== Problem ==
Copy all of the material below word for word, leaving out the pictures.

[A sequence of records]

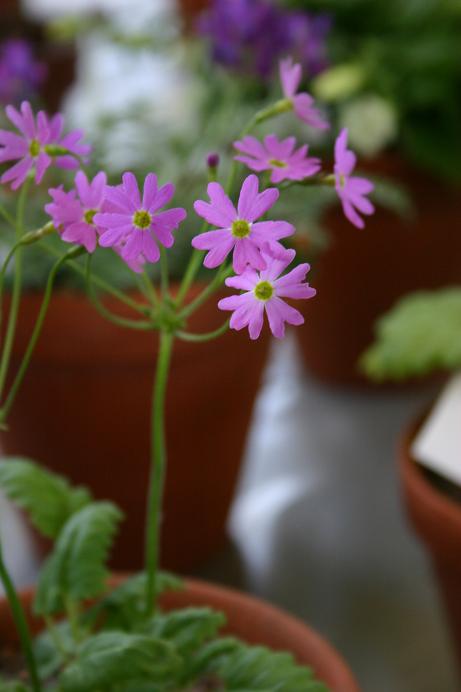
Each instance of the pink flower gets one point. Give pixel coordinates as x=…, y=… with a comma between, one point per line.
x=136, y=225
x=280, y=157
x=38, y=143
x=237, y=229
x=303, y=103
x=263, y=293
x=351, y=190
x=73, y=212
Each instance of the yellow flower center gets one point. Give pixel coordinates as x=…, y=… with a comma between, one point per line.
x=241, y=228
x=89, y=215
x=278, y=163
x=264, y=290
x=34, y=148
x=142, y=219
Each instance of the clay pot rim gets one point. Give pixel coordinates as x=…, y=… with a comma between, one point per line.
x=324, y=656
x=431, y=500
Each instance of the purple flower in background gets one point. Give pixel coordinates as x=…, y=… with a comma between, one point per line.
x=237, y=229
x=263, y=293
x=351, y=189
x=39, y=143
x=252, y=35
x=244, y=34
x=303, y=103
x=20, y=73
x=278, y=156
x=73, y=212
x=306, y=40
x=136, y=226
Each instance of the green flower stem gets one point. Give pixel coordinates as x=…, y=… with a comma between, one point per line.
x=99, y=282
x=158, y=468
x=209, y=336
x=143, y=325
x=261, y=116
x=16, y=292
x=27, y=239
x=147, y=286
x=21, y=624
x=7, y=216
x=5, y=409
x=191, y=270
x=164, y=280
x=213, y=286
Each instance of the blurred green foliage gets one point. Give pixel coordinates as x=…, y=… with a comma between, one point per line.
x=410, y=54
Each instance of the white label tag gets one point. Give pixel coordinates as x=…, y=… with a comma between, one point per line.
x=438, y=443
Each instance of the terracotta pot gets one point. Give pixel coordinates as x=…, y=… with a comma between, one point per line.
x=364, y=272
x=436, y=517
x=249, y=619
x=84, y=411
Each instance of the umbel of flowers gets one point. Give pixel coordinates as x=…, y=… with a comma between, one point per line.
x=125, y=642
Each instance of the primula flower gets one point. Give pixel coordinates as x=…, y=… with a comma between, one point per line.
x=73, y=212
x=237, y=229
x=135, y=225
x=278, y=156
x=263, y=293
x=351, y=190
x=39, y=142
x=20, y=73
x=303, y=103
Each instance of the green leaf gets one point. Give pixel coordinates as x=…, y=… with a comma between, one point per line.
x=187, y=629
x=244, y=668
x=12, y=686
x=124, y=607
x=76, y=569
x=112, y=658
x=46, y=497
x=420, y=334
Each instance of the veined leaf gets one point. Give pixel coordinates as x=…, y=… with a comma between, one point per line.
x=111, y=658
x=249, y=668
x=76, y=569
x=48, y=498
x=420, y=334
x=124, y=607
x=187, y=629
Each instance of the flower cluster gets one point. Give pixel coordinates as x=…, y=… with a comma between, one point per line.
x=134, y=223
x=20, y=73
x=252, y=35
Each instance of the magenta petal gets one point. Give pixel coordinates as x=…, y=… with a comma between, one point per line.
x=218, y=254
x=208, y=240
x=163, y=196
x=131, y=188
x=17, y=173
x=42, y=163
x=150, y=190
x=214, y=216
x=150, y=248
x=222, y=203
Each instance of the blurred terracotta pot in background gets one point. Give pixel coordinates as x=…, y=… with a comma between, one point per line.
x=436, y=517
x=249, y=619
x=84, y=411
x=363, y=272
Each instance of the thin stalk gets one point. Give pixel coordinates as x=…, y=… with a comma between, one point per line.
x=16, y=292
x=21, y=625
x=143, y=325
x=7, y=216
x=208, y=336
x=158, y=469
x=101, y=283
x=213, y=286
x=5, y=409
x=164, y=279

== Finished answer ==
Each instance of the pink flower gets one point. Give pixel coordinates as x=…, y=… with a comma between, one point per line.
x=136, y=225
x=280, y=157
x=38, y=143
x=237, y=229
x=303, y=103
x=263, y=293
x=351, y=190
x=73, y=212
Each instance of the yellow flower center gets one point. Give pixel coordinates as x=…, y=… with a comma between, one point per line.
x=241, y=228
x=89, y=215
x=278, y=163
x=264, y=290
x=34, y=148
x=142, y=219
Each instance of the clay pot rim gets one point. Give pixel coordinates as x=…, y=… with a comma between, one point per line.
x=324, y=656
x=431, y=500
Each instance of the purple flower in background gets one point. Give pixel coordinates as x=…, y=… with a comma between, one point per line.
x=237, y=229
x=263, y=293
x=351, y=189
x=39, y=143
x=252, y=35
x=244, y=34
x=303, y=103
x=20, y=73
x=278, y=156
x=73, y=212
x=306, y=40
x=136, y=226
Each instance of the green flower stem gets one point. Give pixel coordinates as x=…, y=… with a comma between, one point per line.
x=99, y=282
x=158, y=468
x=209, y=336
x=143, y=325
x=261, y=116
x=16, y=292
x=27, y=239
x=147, y=286
x=21, y=624
x=7, y=216
x=5, y=409
x=191, y=270
x=164, y=280
x=213, y=286
Each instance of the blurred green foliage gets one point. Give pixel coordinates as x=…, y=… with a comma between, one point per line.
x=410, y=54
Each instance of the white label tag gets one point. Give pixel coordinates as x=…, y=… with a comma between, one point per line.
x=438, y=443
Each instance of the terracotta pot gets one point. Give pixel coordinates as x=…, y=… with a comma between, one point per line.
x=364, y=272
x=436, y=517
x=249, y=619
x=84, y=411
Each instance of the umbel of flowers gets one point. Give pixel coordinates as x=…, y=… with a comma between, one point per line.
x=125, y=642
Each instance of the primula flower gets one point. Give pixel coordinates as x=…, y=… with a comma between, one point per line.
x=73, y=212
x=237, y=229
x=135, y=225
x=278, y=156
x=263, y=293
x=351, y=190
x=39, y=142
x=20, y=73
x=303, y=103
Each instance of the green leaf gets one point. Give pixel coordinates as x=…, y=… with a comma between, one point per line.
x=187, y=629
x=244, y=668
x=12, y=686
x=124, y=607
x=76, y=569
x=112, y=658
x=46, y=497
x=420, y=334
Each instance of the veined leaf gets one point. Give pixel coordinates as x=…, y=… with a comma between, one point per line.
x=111, y=658
x=249, y=668
x=76, y=569
x=48, y=498
x=420, y=334
x=124, y=607
x=187, y=629
Each instance of the flower cluster gets one point. Give pixel coordinates as x=…, y=… with a comma between, one point per line.
x=134, y=223
x=20, y=73
x=252, y=35
Each instance of the magenta petal gets one point. Give pixel coordinates as x=…, y=… with a comma between, one point per line.
x=218, y=254
x=208, y=240
x=163, y=196
x=131, y=188
x=17, y=173
x=42, y=163
x=150, y=190
x=214, y=216
x=150, y=248
x=222, y=203
Each instance of the blurred terracotta pot in background gets one point. Give pixel coordinates as x=…, y=… with a comma between, one point per line.
x=436, y=517
x=249, y=619
x=84, y=411
x=363, y=272
Each instance of the thin stalk gets one point. Give pixel coordinates as x=…, y=… with a comma between, one point per line.
x=16, y=292
x=21, y=625
x=143, y=325
x=7, y=216
x=208, y=336
x=158, y=469
x=101, y=283
x=213, y=286
x=5, y=409
x=164, y=279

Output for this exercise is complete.